== Task details ==
Pick out every line of the entries that contains the word "footstool", and copy each one in full. Case counts.

== Raw data ==
# # # #
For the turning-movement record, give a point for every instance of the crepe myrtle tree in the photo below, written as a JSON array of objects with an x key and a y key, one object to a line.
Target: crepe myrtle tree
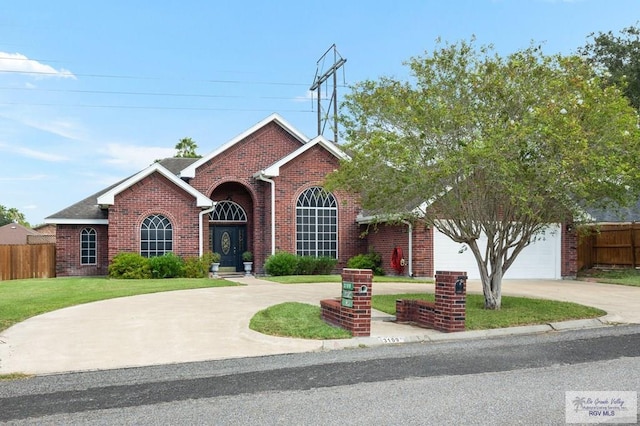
[{"x": 476, "y": 144}]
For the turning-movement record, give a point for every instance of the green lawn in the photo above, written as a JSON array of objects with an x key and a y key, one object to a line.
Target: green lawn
[
  {"x": 292, "y": 319},
  {"x": 626, "y": 276},
  {"x": 22, "y": 299},
  {"x": 515, "y": 311},
  {"x": 307, "y": 279}
]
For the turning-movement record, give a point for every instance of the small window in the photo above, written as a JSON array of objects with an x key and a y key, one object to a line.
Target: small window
[
  {"x": 156, "y": 236},
  {"x": 88, "y": 246}
]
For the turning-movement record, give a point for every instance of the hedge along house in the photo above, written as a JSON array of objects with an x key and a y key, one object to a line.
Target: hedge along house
[{"x": 259, "y": 192}]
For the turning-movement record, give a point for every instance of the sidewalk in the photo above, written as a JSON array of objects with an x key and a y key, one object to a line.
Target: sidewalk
[{"x": 207, "y": 324}]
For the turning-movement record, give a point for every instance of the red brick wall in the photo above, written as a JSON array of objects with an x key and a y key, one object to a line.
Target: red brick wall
[
  {"x": 154, "y": 194},
  {"x": 231, "y": 174},
  {"x": 68, "y": 251},
  {"x": 309, "y": 170},
  {"x": 383, "y": 238}
]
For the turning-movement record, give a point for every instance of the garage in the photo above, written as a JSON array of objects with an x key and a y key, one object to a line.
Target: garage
[{"x": 539, "y": 260}]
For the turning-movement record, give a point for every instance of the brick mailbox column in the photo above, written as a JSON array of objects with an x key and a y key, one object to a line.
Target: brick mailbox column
[
  {"x": 450, "y": 304},
  {"x": 357, "y": 317},
  {"x": 352, "y": 311}
]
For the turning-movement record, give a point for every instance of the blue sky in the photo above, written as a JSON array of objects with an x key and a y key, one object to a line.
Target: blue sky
[{"x": 93, "y": 91}]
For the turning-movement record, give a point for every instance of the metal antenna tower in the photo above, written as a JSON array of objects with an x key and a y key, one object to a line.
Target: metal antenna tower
[{"x": 338, "y": 61}]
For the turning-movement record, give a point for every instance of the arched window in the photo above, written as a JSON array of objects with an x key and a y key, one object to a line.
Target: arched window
[
  {"x": 228, "y": 211},
  {"x": 156, "y": 236},
  {"x": 317, "y": 224},
  {"x": 88, "y": 246}
]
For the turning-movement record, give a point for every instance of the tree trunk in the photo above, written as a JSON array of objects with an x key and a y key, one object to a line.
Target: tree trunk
[{"x": 493, "y": 297}]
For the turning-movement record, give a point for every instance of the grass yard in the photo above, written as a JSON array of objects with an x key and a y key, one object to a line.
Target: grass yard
[
  {"x": 308, "y": 279},
  {"x": 292, "y": 319},
  {"x": 627, "y": 276},
  {"x": 22, "y": 299},
  {"x": 515, "y": 311}
]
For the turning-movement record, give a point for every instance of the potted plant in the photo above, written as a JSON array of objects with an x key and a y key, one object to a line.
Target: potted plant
[
  {"x": 247, "y": 260},
  {"x": 215, "y": 265}
]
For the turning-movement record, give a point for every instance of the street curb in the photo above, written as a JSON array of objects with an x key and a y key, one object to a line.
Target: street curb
[{"x": 359, "y": 342}]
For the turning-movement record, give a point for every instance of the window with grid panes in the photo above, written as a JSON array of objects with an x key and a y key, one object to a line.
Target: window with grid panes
[
  {"x": 88, "y": 246},
  {"x": 156, "y": 236},
  {"x": 317, "y": 224}
]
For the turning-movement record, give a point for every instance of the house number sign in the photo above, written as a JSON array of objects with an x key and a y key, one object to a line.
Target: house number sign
[{"x": 347, "y": 294}]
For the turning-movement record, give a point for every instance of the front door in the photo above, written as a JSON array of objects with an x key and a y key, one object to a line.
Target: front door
[{"x": 229, "y": 241}]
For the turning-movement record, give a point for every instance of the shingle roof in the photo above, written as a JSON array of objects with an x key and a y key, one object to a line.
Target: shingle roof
[
  {"x": 87, "y": 210},
  {"x": 626, "y": 214}
]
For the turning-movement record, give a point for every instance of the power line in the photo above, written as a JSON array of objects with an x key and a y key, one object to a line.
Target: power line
[
  {"x": 130, "y": 77},
  {"x": 140, "y": 107},
  {"x": 113, "y": 92}
]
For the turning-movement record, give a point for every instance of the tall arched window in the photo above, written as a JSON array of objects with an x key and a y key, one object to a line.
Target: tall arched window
[
  {"x": 317, "y": 224},
  {"x": 156, "y": 236},
  {"x": 88, "y": 246}
]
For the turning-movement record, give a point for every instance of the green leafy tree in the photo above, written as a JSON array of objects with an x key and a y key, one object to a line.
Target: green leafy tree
[
  {"x": 186, "y": 148},
  {"x": 476, "y": 143},
  {"x": 617, "y": 58},
  {"x": 8, "y": 215}
]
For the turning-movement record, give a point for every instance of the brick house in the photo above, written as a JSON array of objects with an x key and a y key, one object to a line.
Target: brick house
[{"x": 259, "y": 192}]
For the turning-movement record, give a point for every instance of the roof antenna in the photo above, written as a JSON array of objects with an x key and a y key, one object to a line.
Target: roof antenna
[{"x": 338, "y": 61}]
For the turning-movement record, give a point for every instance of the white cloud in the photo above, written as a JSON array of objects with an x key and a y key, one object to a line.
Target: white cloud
[
  {"x": 134, "y": 157},
  {"x": 32, "y": 153},
  {"x": 23, "y": 178},
  {"x": 66, "y": 128},
  {"x": 18, "y": 63}
]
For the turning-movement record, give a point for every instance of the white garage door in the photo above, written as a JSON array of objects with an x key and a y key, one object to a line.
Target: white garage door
[{"x": 539, "y": 260}]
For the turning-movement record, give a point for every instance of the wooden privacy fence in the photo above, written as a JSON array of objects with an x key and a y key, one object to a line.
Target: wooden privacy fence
[
  {"x": 610, "y": 245},
  {"x": 27, "y": 261}
]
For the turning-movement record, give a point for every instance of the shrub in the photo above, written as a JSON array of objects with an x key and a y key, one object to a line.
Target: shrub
[
  {"x": 197, "y": 267},
  {"x": 167, "y": 266},
  {"x": 130, "y": 266},
  {"x": 208, "y": 258},
  {"x": 371, "y": 260},
  {"x": 325, "y": 265},
  {"x": 281, "y": 263},
  {"x": 306, "y": 265}
]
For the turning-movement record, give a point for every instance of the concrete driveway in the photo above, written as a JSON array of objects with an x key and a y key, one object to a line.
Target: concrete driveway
[{"x": 207, "y": 324}]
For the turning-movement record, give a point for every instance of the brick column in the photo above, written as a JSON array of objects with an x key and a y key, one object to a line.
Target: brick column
[
  {"x": 450, "y": 306},
  {"x": 357, "y": 319}
]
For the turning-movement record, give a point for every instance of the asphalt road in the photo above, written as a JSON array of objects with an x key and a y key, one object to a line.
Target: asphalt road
[{"x": 507, "y": 380}]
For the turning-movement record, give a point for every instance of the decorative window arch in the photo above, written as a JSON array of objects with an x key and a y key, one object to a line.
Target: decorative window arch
[
  {"x": 156, "y": 236},
  {"x": 317, "y": 223},
  {"x": 228, "y": 211},
  {"x": 88, "y": 246}
]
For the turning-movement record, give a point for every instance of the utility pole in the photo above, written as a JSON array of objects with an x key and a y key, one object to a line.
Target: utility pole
[{"x": 338, "y": 61}]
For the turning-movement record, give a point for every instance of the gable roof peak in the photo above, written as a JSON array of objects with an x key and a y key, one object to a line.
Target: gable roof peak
[
  {"x": 108, "y": 198},
  {"x": 190, "y": 171}
]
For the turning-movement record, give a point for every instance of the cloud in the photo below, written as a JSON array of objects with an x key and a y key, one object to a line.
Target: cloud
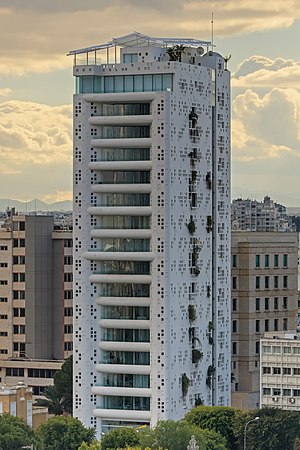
[
  {"x": 5, "y": 92},
  {"x": 259, "y": 71},
  {"x": 33, "y": 134},
  {"x": 268, "y": 126},
  {"x": 48, "y": 30}
]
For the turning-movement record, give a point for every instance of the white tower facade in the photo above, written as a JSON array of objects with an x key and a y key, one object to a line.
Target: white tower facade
[{"x": 151, "y": 231}]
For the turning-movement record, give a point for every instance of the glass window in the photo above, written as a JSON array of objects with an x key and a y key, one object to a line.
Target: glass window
[
  {"x": 128, "y": 83},
  {"x": 257, "y": 304},
  {"x": 276, "y": 349},
  {"x": 266, "y": 349},
  {"x": 267, "y": 282},
  {"x": 157, "y": 82},
  {"x": 266, "y": 304},
  {"x": 119, "y": 83},
  {"x": 138, "y": 83},
  {"x": 147, "y": 83}
]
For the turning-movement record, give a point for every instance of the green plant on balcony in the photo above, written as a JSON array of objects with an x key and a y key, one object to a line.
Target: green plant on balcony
[
  {"x": 192, "y": 313},
  {"x": 185, "y": 382},
  {"x": 208, "y": 180},
  {"x": 196, "y": 356},
  {"x": 209, "y": 224},
  {"x": 198, "y": 401},
  {"x": 191, "y": 226},
  {"x": 196, "y": 271}
]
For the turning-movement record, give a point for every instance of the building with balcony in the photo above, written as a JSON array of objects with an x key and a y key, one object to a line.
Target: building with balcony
[
  {"x": 279, "y": 371},
  {"x": 151, "y": 230},
  {"x": 264, "y": 299},
  {"x": 36, "y": 299}
]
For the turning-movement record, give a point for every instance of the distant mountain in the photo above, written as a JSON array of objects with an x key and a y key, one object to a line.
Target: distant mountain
[{"x": 35, "y": 205}]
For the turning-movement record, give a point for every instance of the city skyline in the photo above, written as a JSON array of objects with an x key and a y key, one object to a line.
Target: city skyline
[{"x": 35, "y": 93}]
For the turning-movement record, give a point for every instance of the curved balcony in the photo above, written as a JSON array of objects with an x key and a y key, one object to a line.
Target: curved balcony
[
  {"x": 140, "y": 188},
  {"x": 120, "y": 210},
  {"x": 121, "y": 97},
  {"x": 120, "y": 278},
  {"x": 129, "y": 324},
  {"x": 121, "y": 391},
  {"x": 122, "y": 143},
  {"x": 121, "y": 120},
  {"x": 121, "y": 233},
  {"x": 120, "y": 165},
  {"x": 118, "y": 256},
  {"x": 124, "y": 346},
  {"x": 123, "y": 301},
  {"x": 121, "y": 414},
  {"x": 124, "y": 369}
]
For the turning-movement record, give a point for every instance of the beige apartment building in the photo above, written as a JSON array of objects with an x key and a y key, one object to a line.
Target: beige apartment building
[
  {"x": 18, "y": 401},
  {"x": 264, "y": 299},
  {"x": 36, "y": 299}
]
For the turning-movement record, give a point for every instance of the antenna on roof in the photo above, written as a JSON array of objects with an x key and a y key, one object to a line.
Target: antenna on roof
[{"x": 212, "y": 31}]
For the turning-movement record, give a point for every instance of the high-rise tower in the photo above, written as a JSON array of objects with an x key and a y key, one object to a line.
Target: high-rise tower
[{"x": 151, "y": 230}]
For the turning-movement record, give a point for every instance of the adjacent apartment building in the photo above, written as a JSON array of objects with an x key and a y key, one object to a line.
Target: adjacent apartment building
[
  {"x": 280, "y": 371},
  {"x": 151, "y": 230},
  {"x": 36, "y": 299},
  {"x": 264, "y": 299},
  {"x": 251, "y": 215}
]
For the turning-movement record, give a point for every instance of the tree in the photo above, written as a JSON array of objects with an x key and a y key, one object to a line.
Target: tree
[
  {"x": 15, "y": 433},
  {"x": 59, "y": 398},
  {"x": 63, "y": 381},
  {"x": 53, "y": 401},
  {"x": 95, "y": 445},
  {"x": 120, "y": 438},
  {"x": 64, "y": 433},
  {"x": 215, "y": 418},
  {"x": 172, "y": 435}
]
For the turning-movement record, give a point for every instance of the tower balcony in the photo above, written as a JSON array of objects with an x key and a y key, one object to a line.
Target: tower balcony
[
  {"x": 118, "y": 256},
  {"x": 122, "y": 142},
  {"x": 121, "y": 120},
  {"x": 124, "y": 369},
  {"x": 123, "y": 301},
  {"x": 120, "y": 210},
  {"x": 120, "y": 165},
  {"x": 121, "y": 233},
  {"x": 124, "y": 346},
  {"x": 129, "y": 324},
  {"x": 121, "y": 391},
  {"x": 121, "y": 414},
  {"x": 120, "y": 278},
  {"x": 140, "y": 188}
]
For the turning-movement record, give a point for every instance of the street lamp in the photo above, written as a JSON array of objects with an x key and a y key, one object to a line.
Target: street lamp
[{"x": 245, "y": 431}]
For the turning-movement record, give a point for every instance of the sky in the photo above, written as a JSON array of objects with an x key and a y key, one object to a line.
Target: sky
[{"x": 36, "y": 85}]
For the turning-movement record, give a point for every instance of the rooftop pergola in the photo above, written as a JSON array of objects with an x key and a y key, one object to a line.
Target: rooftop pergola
[{"x": 136, "y": 39}]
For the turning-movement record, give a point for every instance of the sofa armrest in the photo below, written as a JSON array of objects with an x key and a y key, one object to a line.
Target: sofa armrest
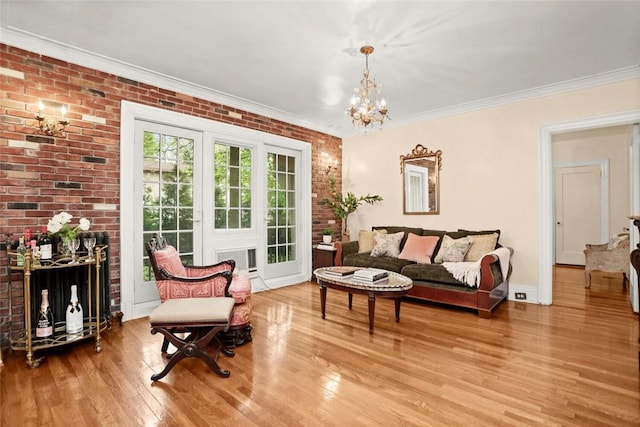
[
  {"x": 344, "y": 249},
  {"x": 487, "y": 280}
]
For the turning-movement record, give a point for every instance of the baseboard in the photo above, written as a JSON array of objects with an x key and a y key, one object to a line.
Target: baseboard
[{"x": 530, "y": 292}]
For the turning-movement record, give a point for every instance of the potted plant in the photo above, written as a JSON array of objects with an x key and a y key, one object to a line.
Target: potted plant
[
  {"x": 326, "y": 235},
  {"x": 343, "y": 205}
]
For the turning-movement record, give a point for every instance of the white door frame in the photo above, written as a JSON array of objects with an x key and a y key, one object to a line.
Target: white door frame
[{"x": 546, "y": 229}]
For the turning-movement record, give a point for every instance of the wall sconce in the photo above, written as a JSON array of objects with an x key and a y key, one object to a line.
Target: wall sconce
[
  {"x": 49, "y": 125},
  {"x": 331, "y": 166}
]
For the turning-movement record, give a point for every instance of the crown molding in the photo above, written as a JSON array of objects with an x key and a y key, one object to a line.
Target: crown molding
[
  {"x": 538, "y": 92},
  {"x": 43, "y": 46}
]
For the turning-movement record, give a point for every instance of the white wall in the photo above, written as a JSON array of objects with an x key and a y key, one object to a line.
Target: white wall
[{"x": 489, "y": 177}]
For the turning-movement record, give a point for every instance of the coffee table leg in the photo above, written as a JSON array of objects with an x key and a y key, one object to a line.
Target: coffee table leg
[
  {"x": 372, "y": 310},
  {"x": 323, "y": 298}
]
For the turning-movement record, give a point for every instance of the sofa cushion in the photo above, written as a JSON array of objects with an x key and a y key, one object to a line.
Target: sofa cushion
[
  {"x": 386, "y": 244},
  {"x": 435, "y": 273},
  {"x": 440, "y": 234},
  {"x": 365, "y": 240},
  {"x": 481, "y": 244},
  {"x": 405, "y": 230},
  {"x": 473, "y": 233},
  {"x": 384, "y": 262},
  {"x": 453, "y": 250},
  {"x": 419, "y": 248}
]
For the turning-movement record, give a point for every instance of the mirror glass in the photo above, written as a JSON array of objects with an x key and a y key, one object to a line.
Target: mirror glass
[{"x": 421, "y": 181}]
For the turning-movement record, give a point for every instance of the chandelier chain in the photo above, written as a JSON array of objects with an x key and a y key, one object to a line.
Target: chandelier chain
[{"x": 366, "y": 110}]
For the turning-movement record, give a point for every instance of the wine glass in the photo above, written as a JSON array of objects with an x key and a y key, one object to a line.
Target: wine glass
[
  {"x": 74, "y": 245},
  {"x": 89, "y": 243}
]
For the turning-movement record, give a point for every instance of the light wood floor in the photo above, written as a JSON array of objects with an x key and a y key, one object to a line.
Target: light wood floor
[{"x": 574, "y": 363}]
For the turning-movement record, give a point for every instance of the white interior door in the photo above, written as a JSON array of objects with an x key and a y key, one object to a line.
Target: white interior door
[
  {"x": 578, "y": 211},
  {"x": 283, "y": 213}
]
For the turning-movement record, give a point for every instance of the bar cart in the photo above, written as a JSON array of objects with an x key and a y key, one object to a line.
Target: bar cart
[{"x": 58, "y": 275}]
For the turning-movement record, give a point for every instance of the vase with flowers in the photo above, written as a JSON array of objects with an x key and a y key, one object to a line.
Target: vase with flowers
[{"x": 60, "y": 226}]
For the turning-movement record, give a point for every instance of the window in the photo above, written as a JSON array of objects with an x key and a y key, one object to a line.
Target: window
[{"x": 232, "y": 183}]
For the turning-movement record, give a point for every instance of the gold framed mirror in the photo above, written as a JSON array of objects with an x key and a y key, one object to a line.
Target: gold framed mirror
[{"x": 420, "y": 171}]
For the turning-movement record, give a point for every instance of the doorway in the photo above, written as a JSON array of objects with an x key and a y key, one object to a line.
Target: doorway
[
  {"x": 581, "y": 208},
  {"x": 546, "y": 208}
]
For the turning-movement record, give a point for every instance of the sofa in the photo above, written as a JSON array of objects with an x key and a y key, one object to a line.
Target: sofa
[{"x": 462, "y": 268}]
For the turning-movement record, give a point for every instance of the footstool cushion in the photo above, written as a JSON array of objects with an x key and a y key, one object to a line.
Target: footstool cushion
[
  {"x": 202, "y": 318},
  {"x": 192, "y": 311}
]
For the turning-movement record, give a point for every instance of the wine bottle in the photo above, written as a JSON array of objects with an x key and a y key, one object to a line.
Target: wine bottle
[
  {"x": 46, "y": 247},
  {"x": 22, "y": 249},
  {"x": 44, "y": 324},
  {"x": 74, "y": 313}
]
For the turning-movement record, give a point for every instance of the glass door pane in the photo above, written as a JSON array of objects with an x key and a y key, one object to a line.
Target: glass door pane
[{"x": 282, "y": 220}]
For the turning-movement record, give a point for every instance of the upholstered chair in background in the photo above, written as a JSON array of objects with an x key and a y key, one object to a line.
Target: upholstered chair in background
[{"x": 176, "y": 280}]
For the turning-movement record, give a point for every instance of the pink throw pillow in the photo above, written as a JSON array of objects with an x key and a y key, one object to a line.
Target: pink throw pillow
[
  {"x": 169, "y": 259},
  {"x": 419, "y": 248}
]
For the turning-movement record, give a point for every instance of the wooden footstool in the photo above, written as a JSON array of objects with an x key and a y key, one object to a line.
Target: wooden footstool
[{"x": 202, "y": 319}]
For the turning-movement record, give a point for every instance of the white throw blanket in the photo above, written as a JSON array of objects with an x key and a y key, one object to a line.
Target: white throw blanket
[{"x": 469, "y": 271}]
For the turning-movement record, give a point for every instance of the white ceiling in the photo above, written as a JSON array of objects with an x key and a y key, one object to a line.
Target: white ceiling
[{"x": 299, "y": 61}]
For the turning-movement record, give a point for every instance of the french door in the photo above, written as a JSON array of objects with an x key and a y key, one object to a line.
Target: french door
[
  {"x": 282, "y": 222},
  {"x": 167, "y": 185},
  {"x": 186, "y": 177}
]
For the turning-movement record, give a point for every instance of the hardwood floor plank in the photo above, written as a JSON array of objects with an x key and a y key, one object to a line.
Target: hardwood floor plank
[{"x": 570, "y": 364}]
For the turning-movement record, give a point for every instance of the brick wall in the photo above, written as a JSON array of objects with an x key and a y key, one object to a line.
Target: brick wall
[{"x": 41, "y": 176}]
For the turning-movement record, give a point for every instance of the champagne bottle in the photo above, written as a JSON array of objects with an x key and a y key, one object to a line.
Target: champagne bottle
[
  {"x": 74, "y": 313},
  {"x": 46, "y": 247},
  {"x": 44, "y": 324},
  {"x": 22, "y": 249}
]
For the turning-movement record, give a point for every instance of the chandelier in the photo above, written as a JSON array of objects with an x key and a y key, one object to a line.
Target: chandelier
[{"x": 367, "y": 108}]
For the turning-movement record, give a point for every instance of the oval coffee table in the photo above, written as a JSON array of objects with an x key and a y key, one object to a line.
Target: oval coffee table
[{"x": 396, "y": 287}]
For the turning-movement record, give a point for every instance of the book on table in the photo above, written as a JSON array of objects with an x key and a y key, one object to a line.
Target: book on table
[
  {"x": 341, "y": 271},
  {"x": 362, "y": 281},
  {"x": 326, "y": 246},
  {"x": 371, "y": 274}
]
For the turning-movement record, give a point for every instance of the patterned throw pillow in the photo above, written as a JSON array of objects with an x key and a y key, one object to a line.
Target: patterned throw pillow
[
  {"x": 453, "y": 250},
  {"x": 387, "y": 244},
  {"x": 481, "y": 244},
  {"x": 365, "y": 240},
  {"x": 419, "y": 248}
]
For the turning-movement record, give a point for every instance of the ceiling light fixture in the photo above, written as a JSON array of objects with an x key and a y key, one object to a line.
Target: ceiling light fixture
[{"x": 367, "y": 108}]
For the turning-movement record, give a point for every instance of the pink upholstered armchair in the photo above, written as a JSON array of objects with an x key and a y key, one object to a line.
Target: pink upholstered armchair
[{"x": 175, "y": 280}]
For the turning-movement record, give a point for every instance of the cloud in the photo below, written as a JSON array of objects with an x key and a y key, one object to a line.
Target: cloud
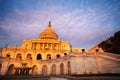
# # # #
== Response to the exercise ==
For the turning-movement record, give a point for every instance of the footstool cushion in the photo above, written as a JSON array of objects with an x key and a y key, one object to a line.
Target: footstool cushion
For the turning-movement record, give a point for every instance of the wooden footstool in the photo above, written as a JSON array of objects with an x key and a y key, one object to a line.
Target: wooden footstool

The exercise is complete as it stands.